_TO DO_:
**1.** Using the article on the 2020 market crash, answer the following:
(a) At what time and place was the article being written?
(b) Which country has locked up a huge part of itself?
(c) How much did Saudi Arabia cut off the price of a barrel of its oil?
**2.** Echo the article on the 2020 market crash from "The Crash of" up to and including "really saw coming.".
**3.** What comes next in the article on the 2020 market crash? Write the text that follows its last sentence.

_TEXT EXCERPT_:
----------------

The Crash of 2020
Let’s be honest now: We all know this was going to happen at some point. If you lived through the dot com bubble, the housing crash, black Monday, and a whole host of other major market corrections, you know that the markets have been too good for too long, and some sort of correction would happen at some point. Most of us, however, didn’t expect it here and now.
As I write this (Noon Monday in London, so noon GMT) the markets are suffering greatly. The US market futures are all pretty much pegged out to the max before circuit breakers kick in to stop the decline, and the price of oil is down somewhere near 30%. That 30% is more significant that it is over 60% off the near peak prices that ended in 2014. It’s a big, big shift in the markets that nobody really saw coming.
The last couple of weeks the markets have been reacting to the Coronavirus / COVID-19 situation, which is still developing and seeming to take out more and more markets as we go. Italy has locked up a huge part of the country, and new cases are being spotted worldwide. There is great potential that this does become a massive global pandemic, and it would in fact be amazing if it does not. It has had huge impacts on global travel, global trade, and of course has a knock on effect to productivity and actual work done as each country has to deal with the effects. China is more than a month past the Chinese New Year break and industry still doesn’t appear to be back to anywhere near full swing. Worse yet, the markets that generally are buying what China produces seem to be heading towards a lockdown, and that makes it worse.
The oil situation is the topped, the pipe that has broken the camels back. Oil prices have been dropping with the virus problems, as demand has dropped. Over the weekend, talks between OPEC countries and Russia to limit supply to support prices broke down, and Saudi Arabia did what nobody though they would do: They immediately cut $6-$8 a barrel off the price of their oil, and have made moves to massively increase their production, further flooding the market.

----------------

_DATASET ENTRIES_:
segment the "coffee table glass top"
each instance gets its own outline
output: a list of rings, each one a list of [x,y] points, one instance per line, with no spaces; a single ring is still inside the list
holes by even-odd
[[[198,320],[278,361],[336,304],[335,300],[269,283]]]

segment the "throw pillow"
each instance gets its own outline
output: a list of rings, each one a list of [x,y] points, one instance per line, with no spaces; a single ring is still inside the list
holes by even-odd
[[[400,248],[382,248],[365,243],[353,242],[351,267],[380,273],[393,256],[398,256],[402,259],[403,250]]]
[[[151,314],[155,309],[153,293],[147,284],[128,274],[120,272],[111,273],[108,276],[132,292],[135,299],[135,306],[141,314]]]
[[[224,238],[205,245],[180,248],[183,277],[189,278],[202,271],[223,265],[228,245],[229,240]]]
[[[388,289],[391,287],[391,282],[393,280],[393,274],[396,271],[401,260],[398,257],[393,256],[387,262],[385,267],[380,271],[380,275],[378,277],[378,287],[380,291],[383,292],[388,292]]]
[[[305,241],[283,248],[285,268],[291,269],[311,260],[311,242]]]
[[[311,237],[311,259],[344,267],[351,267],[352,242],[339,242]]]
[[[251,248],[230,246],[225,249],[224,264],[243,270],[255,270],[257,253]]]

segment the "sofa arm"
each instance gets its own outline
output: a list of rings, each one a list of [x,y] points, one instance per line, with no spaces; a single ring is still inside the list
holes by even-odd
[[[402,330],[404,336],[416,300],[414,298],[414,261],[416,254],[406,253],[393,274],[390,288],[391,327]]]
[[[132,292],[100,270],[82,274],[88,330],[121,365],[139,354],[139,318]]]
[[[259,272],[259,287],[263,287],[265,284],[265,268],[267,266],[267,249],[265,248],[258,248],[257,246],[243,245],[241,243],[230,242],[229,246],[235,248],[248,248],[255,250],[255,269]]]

----------------

_RESPONSES TO THE EXERCISE_:
**1.**
(a) Noon Monday in London (noon GMT)
(b) Italy
(c) $6-$8 a barrel

**2.**
The Crash of 2020
Let’s be honest now: We all know this was going to happen at some point. If you lived through the dot com bubble, the housing crash, black Monday, and a whole host of other major market corrections, you know that the markets have been too good for too long, and some sort of correction would happen at some point. Most of us, however, didn’t expect it here and now.
As I write this (Noon Monday in London, so noon GMT) the markets are suffering greatly. The US market futures are all pretty much pegged out to the max before circuit breakers kick in to stop the decline, and the price of oil is down somewhere near 30%. That 30% is more significant that it is over 60% off the near peak prices that ended in 2014. It’s a big, big shift in the markets that nobody really saw coming.

**3.**
The result is the price of oil crashing – and crashing into a market that has been through one of it’s worst weeks in years. Bond yields have dropped to effectively zero (and negative in some cases) which in turn may have a knock on effect to liquidity and the desire for investors to take on any risk at all.
What happens next?
Well, here’s the thing: In the US especially, the Fed and the White House have been pumping liquidity into the markets, particularly in the overnight lending market between banks. The fed has pumped over 500 billion into the Repo market, in no small part to keep problems here from touching the wider market. But the Fed can’t keep endlessly pumping money in without getting it from somewhere, and if they have to keep pumping it means the market itself is broken. There is no indication that there is anywhere to go.
Further, as President Trump pushed tax breaks for the rich, he has also piled on the US debt. Any move to try to shore up the economy will increase that debt, increase the deficit, and will almost certainly have to lead to higher taxes. This would prove to be very unpopular in an election year, as the President would have to admit a form of economic failure. It makes the current situation and uncertainly likely to continue through the year.
Moreover, we don’t know the full on effects of the COVID-19 virus. A 2 percent death rate and say even a 0.1% infection rate in the population you are still looking at near 1 million dead worldwide if this thing gets completely out in the wild. Beyond the suffering that comes from all this, you have to consider what this will do to markets that are closed. In the long run, will this end up turning the world back towards being “homers” who don’t travel as much? Will this be the cure from over tourism? I would say that anyone in retirement age groups would likely not want to take a chance travelling for the foreseeable future (and I mean a few years) as this virus will likely cycle around a few times through a few flu seasons.
We wait now to see the US markets open. This will be interesting, scary, and quite possibly a moment in history we will never forget.